# Lucid Dreaming > Dream Control >  >  Summoning Real Life Women

## Dextrochris

I have not successfully summoned anything in my LD's yet, except light, and I do not count that. What I was wondering was, what are of the methods of summoning attractive women in your dreams, like, what what you probably consider your most effective method? Any help would be most appreciated. 

Thx, DEXTRO... ::shock::

----------


## Piedude

I would suggest either going to a corner and think: 'Round this corner will be a (insert anything here) but in your case an atractive women. Or you could go up to a DC and ask if they have seen a women and that might say something like she's just over there 
Hope I helped

----------


## kulananda

Get pictures of attractive women, or just imagine them. Meditate on them , look into their eyes and open your heart to love/lust. no ejaculation or orgasm until you meet a dream lover. Practice sex energy transmutation and meditate on the heart chakra. I can send a transmutation exercise if you like. send me a note.

----------


## Max ツ

Well, you could always try the Behind-The-Door method. Just go to a brothel in your dream, where applying this method will be heck of a lot easier because you already expect someone attractive to be behind the door. i would not recommend round the corner because, 1) It will need higher imagination and concentration to work. 2) Even if you DO get what you wanted, a street corner is not really the place to make love, and a brothel would create a much more pleasant and private environment for it.
Would be amusing if you were doing it and suddenly a DC family member comes up and starts gaping at you, or maybe a whole crowd of people pointing and gawking at you!  ::shock::

----------


## Dextrochris

Very good answers all, I like the idea kulananda had though, I will send you message that way you can help me out.

----------


## User

While we're on the topic, how do you prevent the people you've summoned from transforming into other stuff, while sexing them?

----------


## Dextrochris

Yeah I would like to know that also because I do not want that to happen to me haha..

• **To-do list**:
(a) According to the lucid dreaming thread, what is the only thing Dextrochris has summoned in a lucid dream so far?
(b) Summarize the lucid dreaming thread in two sentences.
(c) Proceed with the lucid dreaming thread from its last post.
The listing that follows has no connection to the lucid dreaming thread.

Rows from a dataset

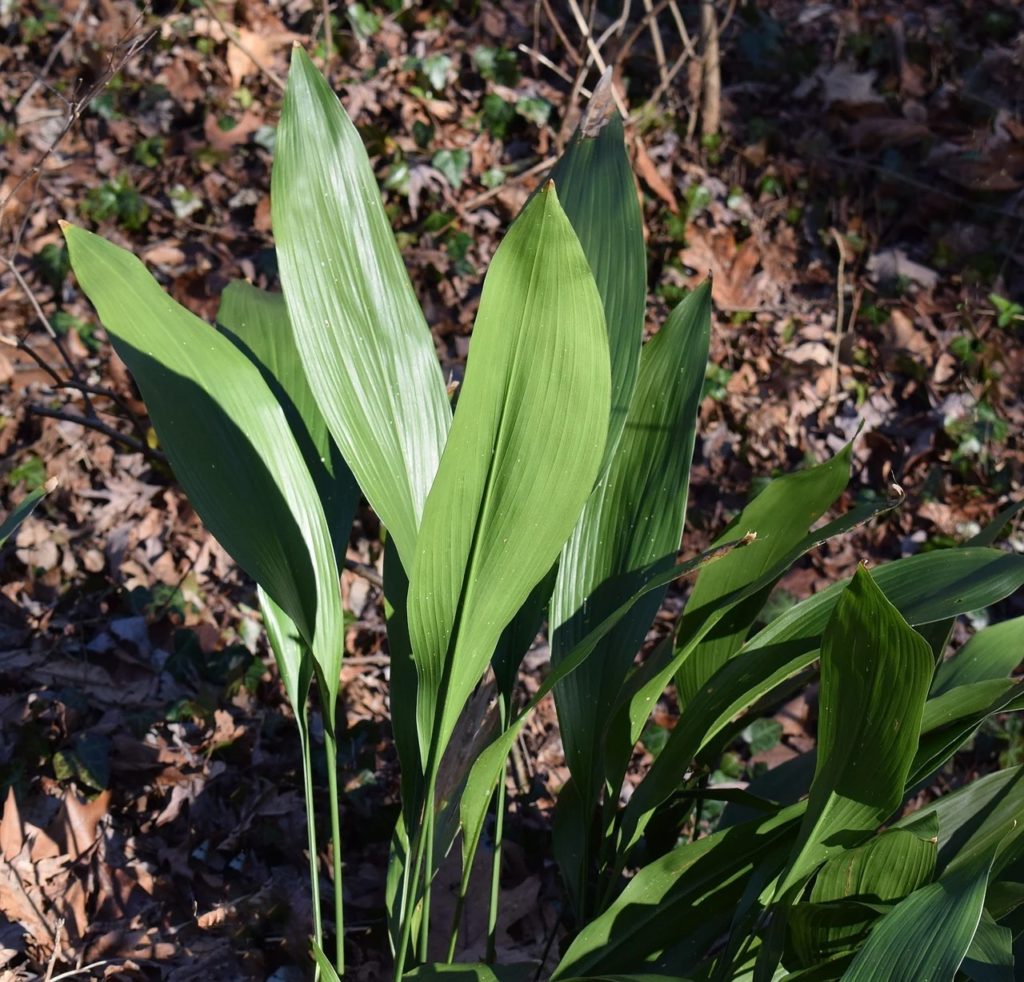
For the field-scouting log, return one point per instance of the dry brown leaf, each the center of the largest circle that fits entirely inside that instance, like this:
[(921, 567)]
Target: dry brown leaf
[(260, 45), (11, 835), (651, 176), (81, 821)]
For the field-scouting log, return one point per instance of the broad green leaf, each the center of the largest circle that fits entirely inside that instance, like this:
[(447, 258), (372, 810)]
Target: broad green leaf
[(291, 654), (489, 765), (228, 442), (781, 515), (734, 686), (975, 818), (846, 890), (680, 903), (932, 586), (366, 347), (928, 935), (929, 587), (25, 508), (876, 671), (520, 460), (991, 653), (598, 194), (634, 518)]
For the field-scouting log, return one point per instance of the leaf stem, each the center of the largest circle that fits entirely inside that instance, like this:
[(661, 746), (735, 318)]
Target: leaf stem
[(428, 831), (307, 791), (331, 746), (496, 867)]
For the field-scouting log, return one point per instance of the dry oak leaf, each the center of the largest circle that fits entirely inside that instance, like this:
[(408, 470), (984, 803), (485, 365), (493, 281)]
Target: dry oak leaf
[(254, 50)]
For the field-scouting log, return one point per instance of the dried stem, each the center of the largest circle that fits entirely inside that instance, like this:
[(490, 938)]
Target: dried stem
[(711, 103)]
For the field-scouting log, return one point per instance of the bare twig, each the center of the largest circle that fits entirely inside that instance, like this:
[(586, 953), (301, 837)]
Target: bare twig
[(484, 197), (539, 56), (365, 570), (595, 55), (52, 56), (624, 50), (655, 40), (100, 427), (233, 38), (711, 102), (56, 339), (684, 35), (562, 36), (123, 53)]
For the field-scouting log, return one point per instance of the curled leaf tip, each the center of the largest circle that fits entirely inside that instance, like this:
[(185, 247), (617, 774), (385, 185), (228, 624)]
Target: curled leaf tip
[(601, 108)]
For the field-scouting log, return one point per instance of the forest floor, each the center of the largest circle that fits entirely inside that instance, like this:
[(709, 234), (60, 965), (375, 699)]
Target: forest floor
[(859, 203)]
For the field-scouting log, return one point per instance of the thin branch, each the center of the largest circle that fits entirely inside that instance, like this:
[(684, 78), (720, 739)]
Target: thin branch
[(365, 570), (233, 38), (623, 53), (57, 341), (684, 35), (548, 63), (328, 46), (562, 36), (655, 39), (99, 427), (52, 56), (484, 197)]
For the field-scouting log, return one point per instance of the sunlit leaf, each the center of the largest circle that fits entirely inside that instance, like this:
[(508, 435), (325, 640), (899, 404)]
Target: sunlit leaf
[(519, 463), (876, 671), (228, 441), (367, 351)]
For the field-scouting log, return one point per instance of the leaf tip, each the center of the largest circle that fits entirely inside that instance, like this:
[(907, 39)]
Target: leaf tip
[(601, 109)]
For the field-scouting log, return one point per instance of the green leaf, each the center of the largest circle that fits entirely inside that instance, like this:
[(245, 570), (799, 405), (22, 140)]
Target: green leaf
[(324, 964), (597, 191), (367, 350), (228, 441), (974, 818), (258, 324), (990, 957), (884, 869), (927, 935), (685, 900), (876, 671), (736, 685), (781, 515), (991, 653), (952, 717), (478, 973), (22, 511), (519, 463), (633, 519), (489, 764), (453, 164), (291, 655)]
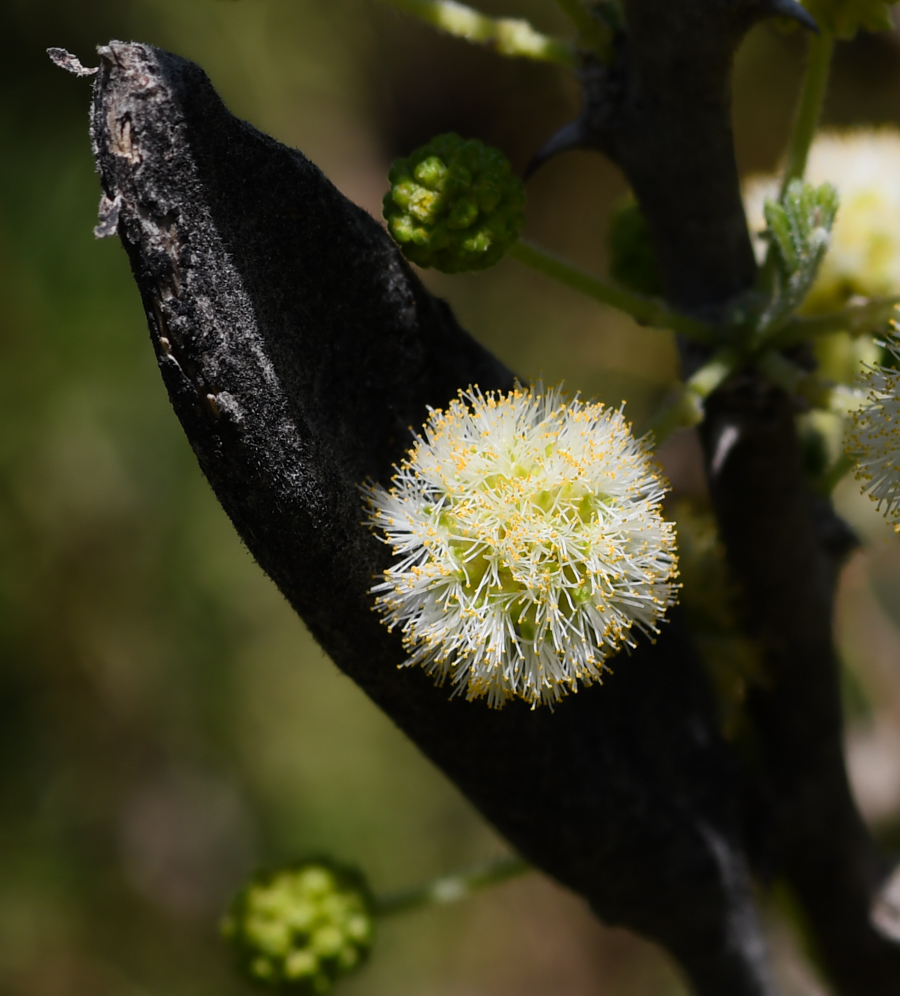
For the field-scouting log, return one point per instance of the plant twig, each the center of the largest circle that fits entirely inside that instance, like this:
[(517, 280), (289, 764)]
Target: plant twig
[(452, 888), (812, 95), (687, 408), (855, 318), (508, 36), (644, 310)]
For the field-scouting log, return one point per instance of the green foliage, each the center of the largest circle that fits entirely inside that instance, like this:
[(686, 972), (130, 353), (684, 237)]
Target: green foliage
[(844, 18), (300, 928), (799, 228), (632, 260), (454, 205)]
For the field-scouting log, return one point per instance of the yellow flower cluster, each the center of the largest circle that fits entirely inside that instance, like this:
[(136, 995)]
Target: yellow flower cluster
[(864, 255)]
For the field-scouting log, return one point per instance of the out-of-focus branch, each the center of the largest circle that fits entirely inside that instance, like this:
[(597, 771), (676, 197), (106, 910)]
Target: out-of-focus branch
[(298, 350), (508, 36), (662, 111)]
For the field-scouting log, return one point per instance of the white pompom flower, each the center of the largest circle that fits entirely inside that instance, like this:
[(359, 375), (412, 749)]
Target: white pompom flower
[(874, 439), (530, 544)]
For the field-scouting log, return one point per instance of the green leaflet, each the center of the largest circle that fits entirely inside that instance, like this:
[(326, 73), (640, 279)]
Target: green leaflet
[(843, 18), (799, 227)]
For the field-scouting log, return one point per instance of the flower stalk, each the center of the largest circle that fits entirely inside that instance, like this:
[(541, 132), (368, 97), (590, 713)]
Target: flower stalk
[(686, 410), (451, 888), (809, 110), (644, 310)]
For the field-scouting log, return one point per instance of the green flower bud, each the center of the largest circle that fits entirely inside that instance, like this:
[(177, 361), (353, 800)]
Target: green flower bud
[(454, 205), (300, 928), (632, 260)]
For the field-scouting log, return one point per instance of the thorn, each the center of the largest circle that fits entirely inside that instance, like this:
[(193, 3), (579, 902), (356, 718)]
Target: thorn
[(793, 10), (568, 137), (65, 60)]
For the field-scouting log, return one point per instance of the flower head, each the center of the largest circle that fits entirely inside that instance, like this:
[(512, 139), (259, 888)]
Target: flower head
[(864, 253), (298, 929), (454, 205), (530, 544), (874, 439)]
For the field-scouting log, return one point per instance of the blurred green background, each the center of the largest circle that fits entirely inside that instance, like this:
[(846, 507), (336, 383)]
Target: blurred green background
[(166, 723)]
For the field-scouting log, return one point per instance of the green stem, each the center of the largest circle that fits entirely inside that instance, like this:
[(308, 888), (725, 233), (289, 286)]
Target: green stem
[(687, 408), (451, 888), (815, 83), (644, 310), (505, 35), (593, 33), (855, 318)]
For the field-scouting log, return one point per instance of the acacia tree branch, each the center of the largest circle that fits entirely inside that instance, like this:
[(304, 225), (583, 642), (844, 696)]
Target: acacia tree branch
[(663, 113), (298, 349)]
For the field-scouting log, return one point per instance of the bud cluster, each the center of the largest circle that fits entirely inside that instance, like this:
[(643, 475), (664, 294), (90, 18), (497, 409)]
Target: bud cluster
[(298, 929), (454, 205)]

• **Exercise results**:
(a) Light, which Dextrochris does not count.

(b) A forum member asks for the most effective methods of summoning attractive women in lucid dreams, and the replies suggest expecting one around a corner, asking a dream character where one is, meditating on pictures of attractive women, or using the behind-the-door method inside a dream brothel. The original poster prefers kulananda's suggestion, and another participant asks how to keep summoned dream figures from transforming into other things.

(c)
----------


## Max ツ

Best thing is to talk to them while doing it, compliment her beauty, especially her figure. Make flattering remarks. Concentrate on how beautiful she is, how good she looks. In general, give her (or her body) attention and it will become more detailed, and there is a less chance of morphing. That way you will kill two birds with one shot. Believe me, folks, I have tried this method and it worked 4 out of 4 times up till now. This will help keep her in one form only and also boosts your lucidity and keeps you from loosing it.

----------


## User

> Best thing is to talk to them while doing it, compliment her beauty, especially her figure. Make flattering remarks. Concentrate on how beautiful she is, how good she looks. In general, give her (or her body) attention and it will become more detailed, and there is a less chance of morphing. That way you will kill two birds with one shot. Believe me, folks, I have tried this method and it worked 4 out of 4 times up till now. This will help keep her in one form only and also boosts your lucidity and keeps you from loosing it.



Thanks, I'm going to try that tonight.

----------


## Dextrochris

Yah whenever I get another LD I am definately going to try that, I will take out three things from my information I have recieved: Summon Something, Make Love in an LD, and Lengthen an LD to at least 5 minutes.

----------


## pdiddles03

I didn't summon a woman but i tried summoning tuvoc from star trek voyager when i went through a door once.so i could talk to him. but when i did, my whole dream world faded as i walked into the door and i saw his face take form, and his image went in and out, like someone was turning a light off and on.  but when i stopped trying to visualize him, i went back into my dream world where i was b4.

----------


## jsmith2076

I was able to summon a female friend in my very first lucid dream.  I just *cough* "played" with her a little bit, then the dream fades.

----------


## kulananda

> I was able to summon a female friend in my very first lucid dream.  I just *cough* "played" with her a little bit, then the dream fades.





bizarre comment, your leaving alot out i think.

----------


## Max ツ

> bizarre comment, your leaving alot out i think.



lol I agree.

----------


## Loaf

If I want to summon a DC, I usually expect the person to be behind me, or suddenly walk into the room / around the corner.

----------


## Dextrochris

Woo! I did not summon a women in my last LD, but I did summon a quarter pounder burger, snow, and a toilet plunger!!! I am finally gettin better!!

----------


## Max ツ

> Woo! I did not summon a women in my last LD, but I did summon a quarter pounder burger, snow, and a toilet plunger!!! I am finally gettin better!!



Amazing! Real helpful objects!! Lol just kidding, congratulations on the successful summoning.

----------


## Dextrochris

Thx, tonight I am going to summon a female for "cough" some stuff. i am thinking about doing some missionary work...

----------


## infisek

> While we're on the topic, how do you prevent the people you've summoned from transforming into other stuff, while sexing them?



ermm i do hold her boobs... works for me

----------


## andrewp

Well, I just used passive control. For example: "When I turn this corner, I will see Megan Fox".

----------


## Baron Samedi

> While we're on the topic, how do you prevent the people you've summoned from transforming into other stuff, while sexing them?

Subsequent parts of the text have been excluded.